* [Page]
# # # # # # #
# Speaker Interference / Induction from mains cables



## Bob Sanders (Nov 10, 2013)

may.dominic said:


> I'm even picking up some DC voltage when I test the speaker cable with a multimeter.


Pops and DC voltage on the output is usually a failed decoupling capacitor(s) somewhere in the amp.


----------



## may.dominic (Nov 21, 2015)

I'm picking up a slight voltage when all speakers are disconnected.


----------



## GrayHair (Apr 9, 2015)

may.dominic said:


> I'm picking up a slight voltage when all speakers are disconnected.


If you are using a digital meter, you're most likely reading "ghost voltage"; digital meters are high impedance and don't present enough of a load to sink induced voltage, even with little to no current behind it. Try using an analog meter.

Any meter will make a speaker give a "pop" if set to Ohms. That used to be a quick test for a dragging voice coil.


----------



## may.dominic (Nov 21, 2015)

Oh right, thanks for your input. I haven't got an analogue meter to check that way. Any ideas why the speakers would pop when everything is disconnected from the amp and I short the speaker cables from the amp end?


----------



## GrayHair (Apr 9, 2015)

All cables exhibit a littlecapacitance and the voice coil of a speaker is an inductor (a speaker is also an inefficient microphone). Any power lines running close to and parallel with your cables can induce a voltage in the cable. Also, a speaker in a active magnetic field (CRT or another speaker) will generate a little voltage.

Not anything I, personally, would be concerned about.

Edit: Crossover networks at or in speakers will also have an effect.


----------
# # # # # # #
(Data listing)
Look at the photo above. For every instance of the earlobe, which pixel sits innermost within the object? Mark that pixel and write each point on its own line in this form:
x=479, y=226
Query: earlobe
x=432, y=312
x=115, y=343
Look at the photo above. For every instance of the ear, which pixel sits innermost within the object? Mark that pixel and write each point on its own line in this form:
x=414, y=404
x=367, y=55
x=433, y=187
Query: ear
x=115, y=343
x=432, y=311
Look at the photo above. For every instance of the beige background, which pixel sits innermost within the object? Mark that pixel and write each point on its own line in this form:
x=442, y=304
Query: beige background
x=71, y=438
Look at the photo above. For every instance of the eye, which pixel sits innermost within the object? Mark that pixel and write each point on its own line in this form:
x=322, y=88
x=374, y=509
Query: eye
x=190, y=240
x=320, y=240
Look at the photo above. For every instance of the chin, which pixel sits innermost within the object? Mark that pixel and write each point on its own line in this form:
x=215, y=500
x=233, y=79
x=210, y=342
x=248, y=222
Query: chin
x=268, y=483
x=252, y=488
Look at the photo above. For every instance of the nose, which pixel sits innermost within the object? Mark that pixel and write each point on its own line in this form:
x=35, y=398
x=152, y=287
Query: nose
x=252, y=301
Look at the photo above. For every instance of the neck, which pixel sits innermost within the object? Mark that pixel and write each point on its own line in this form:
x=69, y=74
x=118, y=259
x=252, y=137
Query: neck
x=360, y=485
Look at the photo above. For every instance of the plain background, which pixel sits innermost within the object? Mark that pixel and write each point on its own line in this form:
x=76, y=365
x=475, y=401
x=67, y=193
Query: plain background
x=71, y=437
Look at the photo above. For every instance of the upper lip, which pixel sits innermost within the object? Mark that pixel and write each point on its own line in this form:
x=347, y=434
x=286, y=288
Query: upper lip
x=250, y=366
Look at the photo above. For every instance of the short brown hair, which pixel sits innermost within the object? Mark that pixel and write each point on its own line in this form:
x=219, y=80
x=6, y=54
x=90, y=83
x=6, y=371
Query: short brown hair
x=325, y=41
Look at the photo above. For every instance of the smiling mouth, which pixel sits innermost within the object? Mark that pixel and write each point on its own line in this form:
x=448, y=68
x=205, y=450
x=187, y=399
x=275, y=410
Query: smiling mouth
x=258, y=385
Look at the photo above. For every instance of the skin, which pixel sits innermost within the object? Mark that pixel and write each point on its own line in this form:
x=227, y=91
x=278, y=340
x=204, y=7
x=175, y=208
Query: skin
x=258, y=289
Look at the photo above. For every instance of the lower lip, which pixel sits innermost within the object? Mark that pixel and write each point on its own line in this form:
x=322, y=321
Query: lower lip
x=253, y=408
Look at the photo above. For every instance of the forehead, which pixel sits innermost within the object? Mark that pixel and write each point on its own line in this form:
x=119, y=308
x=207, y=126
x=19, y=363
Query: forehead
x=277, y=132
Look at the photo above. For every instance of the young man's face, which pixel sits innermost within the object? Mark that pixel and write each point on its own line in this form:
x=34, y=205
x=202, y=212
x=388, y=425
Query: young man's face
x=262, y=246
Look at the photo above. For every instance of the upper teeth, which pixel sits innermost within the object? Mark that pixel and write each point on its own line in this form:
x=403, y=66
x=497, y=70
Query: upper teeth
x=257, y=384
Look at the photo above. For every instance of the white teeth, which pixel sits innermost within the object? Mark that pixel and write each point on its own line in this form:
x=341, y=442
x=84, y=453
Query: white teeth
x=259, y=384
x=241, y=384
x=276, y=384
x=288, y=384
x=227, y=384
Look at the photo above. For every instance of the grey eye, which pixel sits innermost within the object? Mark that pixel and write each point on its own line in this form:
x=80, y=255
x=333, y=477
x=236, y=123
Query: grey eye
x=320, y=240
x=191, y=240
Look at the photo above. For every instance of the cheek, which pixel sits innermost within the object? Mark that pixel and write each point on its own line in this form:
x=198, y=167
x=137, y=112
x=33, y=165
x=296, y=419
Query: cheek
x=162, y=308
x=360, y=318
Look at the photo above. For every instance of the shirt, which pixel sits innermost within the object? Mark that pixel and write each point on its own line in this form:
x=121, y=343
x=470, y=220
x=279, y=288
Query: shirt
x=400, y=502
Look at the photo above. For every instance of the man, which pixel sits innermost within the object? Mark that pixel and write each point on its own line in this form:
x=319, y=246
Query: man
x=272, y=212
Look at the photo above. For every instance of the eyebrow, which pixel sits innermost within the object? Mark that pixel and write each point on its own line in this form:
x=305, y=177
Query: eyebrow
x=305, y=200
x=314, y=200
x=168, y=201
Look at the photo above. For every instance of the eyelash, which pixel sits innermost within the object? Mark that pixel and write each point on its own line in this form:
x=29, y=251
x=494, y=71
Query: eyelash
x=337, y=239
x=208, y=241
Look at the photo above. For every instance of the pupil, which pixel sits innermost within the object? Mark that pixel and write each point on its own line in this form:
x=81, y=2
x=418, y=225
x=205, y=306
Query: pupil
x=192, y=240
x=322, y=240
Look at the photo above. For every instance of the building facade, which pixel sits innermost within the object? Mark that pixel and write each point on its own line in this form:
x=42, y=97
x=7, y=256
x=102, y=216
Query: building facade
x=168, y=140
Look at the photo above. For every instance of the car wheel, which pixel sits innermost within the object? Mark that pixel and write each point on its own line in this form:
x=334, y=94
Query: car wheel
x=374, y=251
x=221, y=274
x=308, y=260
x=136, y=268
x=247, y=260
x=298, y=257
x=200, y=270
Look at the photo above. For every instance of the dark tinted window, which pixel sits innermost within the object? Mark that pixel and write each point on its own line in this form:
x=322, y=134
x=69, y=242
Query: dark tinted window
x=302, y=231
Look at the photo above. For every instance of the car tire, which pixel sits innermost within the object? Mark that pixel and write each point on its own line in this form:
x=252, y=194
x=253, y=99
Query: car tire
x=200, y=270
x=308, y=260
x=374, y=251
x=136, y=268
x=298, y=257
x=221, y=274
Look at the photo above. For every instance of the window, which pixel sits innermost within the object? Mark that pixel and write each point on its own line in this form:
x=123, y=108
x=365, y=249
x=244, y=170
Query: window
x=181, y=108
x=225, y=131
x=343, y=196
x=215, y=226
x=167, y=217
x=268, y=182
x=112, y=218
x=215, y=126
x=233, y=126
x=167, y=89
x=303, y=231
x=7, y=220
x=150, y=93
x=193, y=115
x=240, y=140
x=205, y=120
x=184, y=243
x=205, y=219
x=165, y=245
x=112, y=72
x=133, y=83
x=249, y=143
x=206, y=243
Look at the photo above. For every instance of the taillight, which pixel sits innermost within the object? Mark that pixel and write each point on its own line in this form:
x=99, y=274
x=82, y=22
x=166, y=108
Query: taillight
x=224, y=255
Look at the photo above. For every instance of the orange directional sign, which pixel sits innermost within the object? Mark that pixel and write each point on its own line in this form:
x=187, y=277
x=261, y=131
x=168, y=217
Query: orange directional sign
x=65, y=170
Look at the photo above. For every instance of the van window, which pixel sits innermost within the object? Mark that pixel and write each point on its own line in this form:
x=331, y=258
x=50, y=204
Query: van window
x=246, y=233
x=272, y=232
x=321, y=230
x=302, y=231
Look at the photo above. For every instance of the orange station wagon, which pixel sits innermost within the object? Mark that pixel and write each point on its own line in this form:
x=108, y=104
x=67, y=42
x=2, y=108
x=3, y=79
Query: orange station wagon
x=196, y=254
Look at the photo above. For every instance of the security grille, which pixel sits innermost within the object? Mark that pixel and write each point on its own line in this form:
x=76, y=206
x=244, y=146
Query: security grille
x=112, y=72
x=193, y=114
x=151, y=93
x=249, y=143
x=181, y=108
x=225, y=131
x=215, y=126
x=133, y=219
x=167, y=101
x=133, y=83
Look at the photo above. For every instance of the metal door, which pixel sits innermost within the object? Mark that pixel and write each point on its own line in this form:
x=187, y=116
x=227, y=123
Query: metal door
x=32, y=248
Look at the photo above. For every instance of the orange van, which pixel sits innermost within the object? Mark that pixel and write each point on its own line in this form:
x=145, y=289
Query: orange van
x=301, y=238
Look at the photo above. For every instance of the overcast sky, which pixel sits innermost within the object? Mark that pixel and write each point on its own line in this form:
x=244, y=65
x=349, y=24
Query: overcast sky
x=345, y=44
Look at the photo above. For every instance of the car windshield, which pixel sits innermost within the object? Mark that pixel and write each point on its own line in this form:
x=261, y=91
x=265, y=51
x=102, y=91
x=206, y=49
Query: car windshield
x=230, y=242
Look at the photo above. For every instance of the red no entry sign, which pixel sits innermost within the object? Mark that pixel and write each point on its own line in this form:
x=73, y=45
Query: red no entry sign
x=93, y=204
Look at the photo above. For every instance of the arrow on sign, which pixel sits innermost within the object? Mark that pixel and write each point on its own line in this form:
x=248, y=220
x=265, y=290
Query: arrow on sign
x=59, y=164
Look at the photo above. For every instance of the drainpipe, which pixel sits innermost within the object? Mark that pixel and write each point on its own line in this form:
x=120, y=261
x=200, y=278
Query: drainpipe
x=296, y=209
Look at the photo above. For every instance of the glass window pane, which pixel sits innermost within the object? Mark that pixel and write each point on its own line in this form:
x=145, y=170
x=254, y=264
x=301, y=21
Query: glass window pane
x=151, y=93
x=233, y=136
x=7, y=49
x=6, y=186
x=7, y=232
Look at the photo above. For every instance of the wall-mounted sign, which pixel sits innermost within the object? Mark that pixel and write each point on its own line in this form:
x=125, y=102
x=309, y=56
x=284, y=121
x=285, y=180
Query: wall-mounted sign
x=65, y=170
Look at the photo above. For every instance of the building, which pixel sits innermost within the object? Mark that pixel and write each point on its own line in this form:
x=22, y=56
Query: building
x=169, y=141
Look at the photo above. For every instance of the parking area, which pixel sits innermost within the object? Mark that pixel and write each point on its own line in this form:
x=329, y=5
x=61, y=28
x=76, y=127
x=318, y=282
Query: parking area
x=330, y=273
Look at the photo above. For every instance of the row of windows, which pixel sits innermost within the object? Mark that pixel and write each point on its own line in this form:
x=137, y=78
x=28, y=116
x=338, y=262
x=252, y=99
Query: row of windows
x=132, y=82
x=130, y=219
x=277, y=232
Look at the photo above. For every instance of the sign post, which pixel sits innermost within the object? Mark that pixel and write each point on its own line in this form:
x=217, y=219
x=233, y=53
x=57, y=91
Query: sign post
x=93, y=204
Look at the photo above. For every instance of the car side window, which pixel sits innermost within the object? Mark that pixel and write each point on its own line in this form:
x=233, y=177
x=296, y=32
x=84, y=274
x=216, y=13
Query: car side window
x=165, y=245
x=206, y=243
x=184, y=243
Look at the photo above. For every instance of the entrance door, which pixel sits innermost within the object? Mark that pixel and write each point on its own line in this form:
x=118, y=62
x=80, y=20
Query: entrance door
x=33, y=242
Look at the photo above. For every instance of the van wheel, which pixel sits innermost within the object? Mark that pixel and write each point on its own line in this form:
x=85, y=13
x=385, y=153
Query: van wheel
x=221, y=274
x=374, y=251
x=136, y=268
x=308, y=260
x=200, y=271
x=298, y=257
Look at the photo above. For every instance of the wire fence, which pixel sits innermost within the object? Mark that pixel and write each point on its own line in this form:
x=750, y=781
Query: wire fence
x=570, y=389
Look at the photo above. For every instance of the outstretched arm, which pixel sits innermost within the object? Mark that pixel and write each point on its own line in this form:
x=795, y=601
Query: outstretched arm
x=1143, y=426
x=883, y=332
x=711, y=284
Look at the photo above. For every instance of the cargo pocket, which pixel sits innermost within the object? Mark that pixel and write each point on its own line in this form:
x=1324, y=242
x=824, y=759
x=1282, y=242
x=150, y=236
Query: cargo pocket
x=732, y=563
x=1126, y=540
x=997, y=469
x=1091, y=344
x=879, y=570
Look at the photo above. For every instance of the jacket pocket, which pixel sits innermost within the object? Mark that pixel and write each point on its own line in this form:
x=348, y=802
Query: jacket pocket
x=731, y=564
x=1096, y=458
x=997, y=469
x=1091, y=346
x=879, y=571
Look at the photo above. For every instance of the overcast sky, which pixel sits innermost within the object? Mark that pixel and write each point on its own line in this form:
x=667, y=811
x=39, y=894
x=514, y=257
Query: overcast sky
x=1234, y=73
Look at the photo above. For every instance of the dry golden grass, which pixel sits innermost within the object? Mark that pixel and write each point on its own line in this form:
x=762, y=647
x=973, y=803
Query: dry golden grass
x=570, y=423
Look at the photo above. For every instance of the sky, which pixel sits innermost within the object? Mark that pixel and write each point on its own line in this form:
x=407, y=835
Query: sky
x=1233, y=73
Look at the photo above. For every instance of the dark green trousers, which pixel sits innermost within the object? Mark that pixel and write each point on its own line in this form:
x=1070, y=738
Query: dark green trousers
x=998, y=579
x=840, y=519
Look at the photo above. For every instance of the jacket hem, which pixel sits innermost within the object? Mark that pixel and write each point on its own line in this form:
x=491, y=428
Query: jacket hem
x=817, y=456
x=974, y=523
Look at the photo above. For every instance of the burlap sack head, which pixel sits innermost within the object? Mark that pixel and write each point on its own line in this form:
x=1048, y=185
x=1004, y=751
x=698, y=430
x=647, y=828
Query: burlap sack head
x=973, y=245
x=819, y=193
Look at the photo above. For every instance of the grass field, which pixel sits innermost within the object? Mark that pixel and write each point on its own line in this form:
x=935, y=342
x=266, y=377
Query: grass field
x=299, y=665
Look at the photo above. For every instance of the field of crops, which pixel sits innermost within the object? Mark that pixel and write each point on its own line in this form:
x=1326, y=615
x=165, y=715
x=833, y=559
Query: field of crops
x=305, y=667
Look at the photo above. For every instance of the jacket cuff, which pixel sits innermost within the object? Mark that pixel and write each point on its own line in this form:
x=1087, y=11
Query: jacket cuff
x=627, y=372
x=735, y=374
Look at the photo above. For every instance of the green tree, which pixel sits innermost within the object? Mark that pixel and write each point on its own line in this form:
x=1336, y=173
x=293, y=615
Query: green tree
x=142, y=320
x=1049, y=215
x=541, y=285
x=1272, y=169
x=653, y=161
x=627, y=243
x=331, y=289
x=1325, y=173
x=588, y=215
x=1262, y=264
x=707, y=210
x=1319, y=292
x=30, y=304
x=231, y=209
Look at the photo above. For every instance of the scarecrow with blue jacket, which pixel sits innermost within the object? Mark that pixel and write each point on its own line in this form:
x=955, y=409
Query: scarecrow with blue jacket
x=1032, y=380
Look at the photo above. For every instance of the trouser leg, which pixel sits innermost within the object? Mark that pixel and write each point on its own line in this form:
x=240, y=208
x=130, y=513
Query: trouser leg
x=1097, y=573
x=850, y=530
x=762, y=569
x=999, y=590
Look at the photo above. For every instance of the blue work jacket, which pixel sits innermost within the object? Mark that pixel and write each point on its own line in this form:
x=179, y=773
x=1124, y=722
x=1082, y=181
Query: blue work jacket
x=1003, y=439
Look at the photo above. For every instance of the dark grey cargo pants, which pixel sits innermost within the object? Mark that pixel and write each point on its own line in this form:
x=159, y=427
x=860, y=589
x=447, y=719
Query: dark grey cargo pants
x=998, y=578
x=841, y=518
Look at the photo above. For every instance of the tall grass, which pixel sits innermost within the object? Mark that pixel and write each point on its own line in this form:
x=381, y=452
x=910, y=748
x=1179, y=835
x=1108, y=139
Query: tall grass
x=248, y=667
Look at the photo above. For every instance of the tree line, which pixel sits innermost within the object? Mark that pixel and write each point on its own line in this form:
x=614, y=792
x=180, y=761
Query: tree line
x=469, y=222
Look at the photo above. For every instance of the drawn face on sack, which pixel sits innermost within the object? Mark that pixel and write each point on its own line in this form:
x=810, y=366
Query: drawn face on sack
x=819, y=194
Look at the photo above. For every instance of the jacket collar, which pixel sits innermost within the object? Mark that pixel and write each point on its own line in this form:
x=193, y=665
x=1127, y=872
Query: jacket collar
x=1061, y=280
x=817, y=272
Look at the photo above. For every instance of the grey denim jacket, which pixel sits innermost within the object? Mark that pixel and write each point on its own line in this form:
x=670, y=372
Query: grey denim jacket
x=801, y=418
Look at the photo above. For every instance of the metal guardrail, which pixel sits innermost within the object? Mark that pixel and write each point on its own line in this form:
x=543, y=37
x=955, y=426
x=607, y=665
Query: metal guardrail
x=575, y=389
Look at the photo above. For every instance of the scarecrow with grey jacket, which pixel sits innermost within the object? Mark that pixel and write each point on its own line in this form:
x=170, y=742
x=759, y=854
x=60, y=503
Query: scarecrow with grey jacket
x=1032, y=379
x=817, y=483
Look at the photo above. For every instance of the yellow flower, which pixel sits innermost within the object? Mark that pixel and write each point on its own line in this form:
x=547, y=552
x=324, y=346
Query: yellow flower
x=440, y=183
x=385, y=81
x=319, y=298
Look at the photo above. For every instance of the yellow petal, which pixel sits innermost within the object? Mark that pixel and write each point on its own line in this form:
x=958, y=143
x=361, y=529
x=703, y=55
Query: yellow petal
# # # # # # #
* [What is being asked]
Can you rewrite the forum thread between "Oh right, thanks" and "have an effect.", inclusive, with "power lines" changed to "mains cables"?

* [Written answer]
Oh right, thanks for your input. I haven't got an analogue meter to check that way. Any ideas why the speakers would pop when everything is disconnected from the amp and I short the speaker cables from the amp end?


----------



## GrayHair (Apr 9, 2015)

All cables exhibit a littlecapacitance and the voice coil of a speaker is an inductor (a speaker is also an inefficient microphone). Any mains cables running close to and parallel with your cables can induce a voltage in the cable. Also, a speaker in a active magnetic field (CRT or another speaker) will generate a little voltage.

Not anything I, personally, would be concerned about.

Edit: Crossover networks at or in speakers will also have an effect.